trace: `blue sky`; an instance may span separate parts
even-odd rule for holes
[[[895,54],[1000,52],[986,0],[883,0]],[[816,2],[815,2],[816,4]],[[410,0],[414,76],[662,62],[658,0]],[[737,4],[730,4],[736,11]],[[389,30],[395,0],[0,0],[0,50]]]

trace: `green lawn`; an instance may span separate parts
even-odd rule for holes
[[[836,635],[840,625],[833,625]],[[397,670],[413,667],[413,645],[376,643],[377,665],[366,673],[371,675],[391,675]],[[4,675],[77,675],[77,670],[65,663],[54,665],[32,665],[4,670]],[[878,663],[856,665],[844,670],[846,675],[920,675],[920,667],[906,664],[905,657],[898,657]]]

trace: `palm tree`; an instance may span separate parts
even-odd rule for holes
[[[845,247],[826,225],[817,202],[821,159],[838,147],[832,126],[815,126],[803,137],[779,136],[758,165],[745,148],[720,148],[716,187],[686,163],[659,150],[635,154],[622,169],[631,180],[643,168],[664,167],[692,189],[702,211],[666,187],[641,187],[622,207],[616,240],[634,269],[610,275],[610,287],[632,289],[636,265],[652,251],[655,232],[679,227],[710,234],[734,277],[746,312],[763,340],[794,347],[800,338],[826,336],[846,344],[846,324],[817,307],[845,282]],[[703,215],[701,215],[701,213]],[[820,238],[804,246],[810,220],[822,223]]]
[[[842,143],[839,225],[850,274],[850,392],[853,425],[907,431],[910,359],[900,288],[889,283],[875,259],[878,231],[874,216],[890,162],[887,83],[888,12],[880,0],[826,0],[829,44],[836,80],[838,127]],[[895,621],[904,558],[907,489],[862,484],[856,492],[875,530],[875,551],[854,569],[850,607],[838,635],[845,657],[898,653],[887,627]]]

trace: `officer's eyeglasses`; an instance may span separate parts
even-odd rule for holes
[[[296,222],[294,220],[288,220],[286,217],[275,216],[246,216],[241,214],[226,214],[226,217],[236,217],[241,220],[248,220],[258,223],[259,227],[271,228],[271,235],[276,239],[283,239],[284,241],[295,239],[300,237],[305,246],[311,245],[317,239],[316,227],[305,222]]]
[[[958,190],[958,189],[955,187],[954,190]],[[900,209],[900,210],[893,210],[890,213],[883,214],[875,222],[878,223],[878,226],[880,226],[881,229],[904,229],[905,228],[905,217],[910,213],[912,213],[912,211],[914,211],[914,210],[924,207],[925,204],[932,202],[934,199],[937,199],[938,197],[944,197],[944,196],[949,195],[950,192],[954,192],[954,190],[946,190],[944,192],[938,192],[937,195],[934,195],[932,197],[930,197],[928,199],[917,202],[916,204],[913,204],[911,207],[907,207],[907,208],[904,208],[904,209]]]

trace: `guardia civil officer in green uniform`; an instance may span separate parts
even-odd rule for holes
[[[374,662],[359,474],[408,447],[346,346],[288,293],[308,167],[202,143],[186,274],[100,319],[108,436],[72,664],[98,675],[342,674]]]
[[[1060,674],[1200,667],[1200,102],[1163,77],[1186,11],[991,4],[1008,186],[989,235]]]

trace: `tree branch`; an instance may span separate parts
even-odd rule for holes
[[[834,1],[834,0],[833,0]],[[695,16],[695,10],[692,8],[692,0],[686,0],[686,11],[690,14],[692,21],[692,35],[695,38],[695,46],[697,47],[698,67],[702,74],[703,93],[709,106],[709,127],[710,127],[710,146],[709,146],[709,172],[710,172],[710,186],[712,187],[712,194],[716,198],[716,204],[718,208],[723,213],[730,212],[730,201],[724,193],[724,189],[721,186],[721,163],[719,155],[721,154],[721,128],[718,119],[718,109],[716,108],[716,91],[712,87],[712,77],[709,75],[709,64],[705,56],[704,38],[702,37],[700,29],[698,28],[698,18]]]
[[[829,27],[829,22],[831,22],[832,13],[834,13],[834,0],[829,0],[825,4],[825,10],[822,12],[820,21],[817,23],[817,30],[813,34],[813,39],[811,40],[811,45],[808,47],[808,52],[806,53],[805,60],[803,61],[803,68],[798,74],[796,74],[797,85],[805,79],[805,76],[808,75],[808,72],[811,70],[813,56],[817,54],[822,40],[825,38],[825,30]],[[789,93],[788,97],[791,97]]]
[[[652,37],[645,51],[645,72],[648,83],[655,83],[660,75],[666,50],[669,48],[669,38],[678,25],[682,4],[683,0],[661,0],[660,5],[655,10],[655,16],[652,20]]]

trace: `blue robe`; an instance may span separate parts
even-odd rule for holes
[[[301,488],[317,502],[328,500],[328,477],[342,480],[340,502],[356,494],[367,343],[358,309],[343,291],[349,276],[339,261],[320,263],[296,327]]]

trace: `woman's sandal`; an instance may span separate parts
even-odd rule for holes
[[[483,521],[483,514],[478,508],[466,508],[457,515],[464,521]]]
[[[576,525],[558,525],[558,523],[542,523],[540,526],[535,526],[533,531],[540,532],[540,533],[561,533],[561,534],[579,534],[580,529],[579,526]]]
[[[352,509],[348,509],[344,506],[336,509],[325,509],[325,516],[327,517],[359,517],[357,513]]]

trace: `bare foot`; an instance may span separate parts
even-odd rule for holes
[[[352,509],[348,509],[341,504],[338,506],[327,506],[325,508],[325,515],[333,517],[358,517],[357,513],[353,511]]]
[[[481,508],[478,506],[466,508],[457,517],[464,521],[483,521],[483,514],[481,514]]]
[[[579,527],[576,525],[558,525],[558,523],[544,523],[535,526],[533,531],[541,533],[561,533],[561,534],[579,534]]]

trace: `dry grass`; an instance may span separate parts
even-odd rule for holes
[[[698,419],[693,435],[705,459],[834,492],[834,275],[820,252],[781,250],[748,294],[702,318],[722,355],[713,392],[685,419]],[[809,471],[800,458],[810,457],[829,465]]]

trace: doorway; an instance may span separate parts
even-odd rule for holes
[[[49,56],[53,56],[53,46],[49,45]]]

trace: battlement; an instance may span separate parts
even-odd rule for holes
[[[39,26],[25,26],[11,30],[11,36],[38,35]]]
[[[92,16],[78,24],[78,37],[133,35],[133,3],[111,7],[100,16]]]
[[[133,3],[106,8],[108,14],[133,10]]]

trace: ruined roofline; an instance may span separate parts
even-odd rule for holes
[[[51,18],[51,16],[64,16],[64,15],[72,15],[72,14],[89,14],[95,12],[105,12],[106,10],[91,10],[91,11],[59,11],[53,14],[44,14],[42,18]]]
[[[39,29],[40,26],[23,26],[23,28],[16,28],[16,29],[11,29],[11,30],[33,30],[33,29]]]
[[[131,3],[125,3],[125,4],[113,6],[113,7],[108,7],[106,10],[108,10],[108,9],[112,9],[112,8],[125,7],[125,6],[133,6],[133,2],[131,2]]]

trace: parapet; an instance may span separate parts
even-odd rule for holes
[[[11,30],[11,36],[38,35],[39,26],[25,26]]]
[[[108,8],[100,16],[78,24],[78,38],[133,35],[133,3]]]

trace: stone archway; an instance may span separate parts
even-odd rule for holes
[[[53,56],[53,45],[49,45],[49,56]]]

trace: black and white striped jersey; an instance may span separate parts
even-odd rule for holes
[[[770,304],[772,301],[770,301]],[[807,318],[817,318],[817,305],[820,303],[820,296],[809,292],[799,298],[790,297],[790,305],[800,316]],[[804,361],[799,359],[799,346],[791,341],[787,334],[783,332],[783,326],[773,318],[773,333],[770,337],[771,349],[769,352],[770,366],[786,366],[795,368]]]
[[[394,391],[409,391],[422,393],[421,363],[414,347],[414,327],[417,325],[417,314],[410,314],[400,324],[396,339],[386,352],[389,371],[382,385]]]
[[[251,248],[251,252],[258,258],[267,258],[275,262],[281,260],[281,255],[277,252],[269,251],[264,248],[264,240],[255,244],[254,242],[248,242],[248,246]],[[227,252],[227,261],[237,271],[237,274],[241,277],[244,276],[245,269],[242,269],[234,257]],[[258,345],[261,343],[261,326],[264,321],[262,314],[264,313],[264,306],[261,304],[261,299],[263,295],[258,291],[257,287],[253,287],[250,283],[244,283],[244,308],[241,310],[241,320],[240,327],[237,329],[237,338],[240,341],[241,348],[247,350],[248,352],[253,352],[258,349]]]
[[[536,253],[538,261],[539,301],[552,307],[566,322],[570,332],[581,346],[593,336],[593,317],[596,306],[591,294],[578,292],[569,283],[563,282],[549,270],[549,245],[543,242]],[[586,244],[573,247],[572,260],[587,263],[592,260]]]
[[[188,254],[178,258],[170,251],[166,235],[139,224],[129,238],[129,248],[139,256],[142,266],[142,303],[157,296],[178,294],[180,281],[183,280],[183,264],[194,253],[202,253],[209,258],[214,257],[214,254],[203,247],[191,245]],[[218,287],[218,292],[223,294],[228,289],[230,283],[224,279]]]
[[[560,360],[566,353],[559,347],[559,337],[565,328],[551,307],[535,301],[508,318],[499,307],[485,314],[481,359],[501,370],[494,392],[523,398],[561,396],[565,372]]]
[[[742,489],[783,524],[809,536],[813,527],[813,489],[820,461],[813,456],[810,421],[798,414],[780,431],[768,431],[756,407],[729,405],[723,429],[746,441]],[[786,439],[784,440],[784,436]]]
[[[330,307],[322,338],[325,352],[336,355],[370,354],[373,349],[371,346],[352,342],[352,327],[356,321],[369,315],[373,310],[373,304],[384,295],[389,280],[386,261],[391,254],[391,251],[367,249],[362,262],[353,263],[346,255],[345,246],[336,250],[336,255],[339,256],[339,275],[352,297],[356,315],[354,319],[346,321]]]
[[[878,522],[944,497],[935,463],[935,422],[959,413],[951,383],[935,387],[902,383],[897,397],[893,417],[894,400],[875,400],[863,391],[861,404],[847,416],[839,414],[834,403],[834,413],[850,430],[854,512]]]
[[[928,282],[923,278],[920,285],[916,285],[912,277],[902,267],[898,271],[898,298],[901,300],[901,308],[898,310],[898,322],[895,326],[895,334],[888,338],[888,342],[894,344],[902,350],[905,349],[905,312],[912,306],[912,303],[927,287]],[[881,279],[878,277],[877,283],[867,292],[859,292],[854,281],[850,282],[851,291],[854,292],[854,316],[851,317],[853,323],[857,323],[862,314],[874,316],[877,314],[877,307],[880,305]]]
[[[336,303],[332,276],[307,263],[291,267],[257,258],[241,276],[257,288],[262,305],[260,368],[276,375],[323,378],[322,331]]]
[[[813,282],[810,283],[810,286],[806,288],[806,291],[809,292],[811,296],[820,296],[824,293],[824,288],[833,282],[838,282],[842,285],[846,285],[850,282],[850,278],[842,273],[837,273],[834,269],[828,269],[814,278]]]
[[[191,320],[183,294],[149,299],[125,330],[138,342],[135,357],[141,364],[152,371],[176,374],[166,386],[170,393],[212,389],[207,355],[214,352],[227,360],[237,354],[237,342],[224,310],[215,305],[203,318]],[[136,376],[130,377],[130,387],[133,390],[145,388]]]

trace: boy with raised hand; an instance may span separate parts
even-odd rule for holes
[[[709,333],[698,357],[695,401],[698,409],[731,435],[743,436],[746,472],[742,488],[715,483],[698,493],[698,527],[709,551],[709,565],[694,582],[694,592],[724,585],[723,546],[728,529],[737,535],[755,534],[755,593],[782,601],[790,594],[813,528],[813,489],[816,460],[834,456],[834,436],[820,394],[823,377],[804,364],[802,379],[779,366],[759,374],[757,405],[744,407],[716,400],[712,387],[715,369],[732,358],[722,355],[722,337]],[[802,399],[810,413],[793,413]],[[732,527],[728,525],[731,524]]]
▬▬▬
Make an exact copy of every line from the one with "trace: boy with" to the end of the data, with the first and last of those lines included.

| ANSWER FOR THE TASK |
trace: boy with raised hand; an instance may span separate parts
even-odd rule for holes
[[[709,333],[698,357],[695,401],[698,409],[731,435],[743,436],[746,472],[742,488],[715,483],[698,493],[698,527],[709,551],[709,565],[694,582],[694,592],[724,585],[723,546],[728,529],[737,535],[755,534],[755,593],[782,601],[790,594],[813,528],[813,489],[816,460],[834,456],[834,436],[820,394],[823,377],[804,364],[802,379],[779,366],[759,374],[757,405],[744,407],[716,400],[712,387],[715,369],[732,358],[722,355],[722,337]],[[802,399],[810,413],[793,413]],[[732,527],[728,525],[731,524]]]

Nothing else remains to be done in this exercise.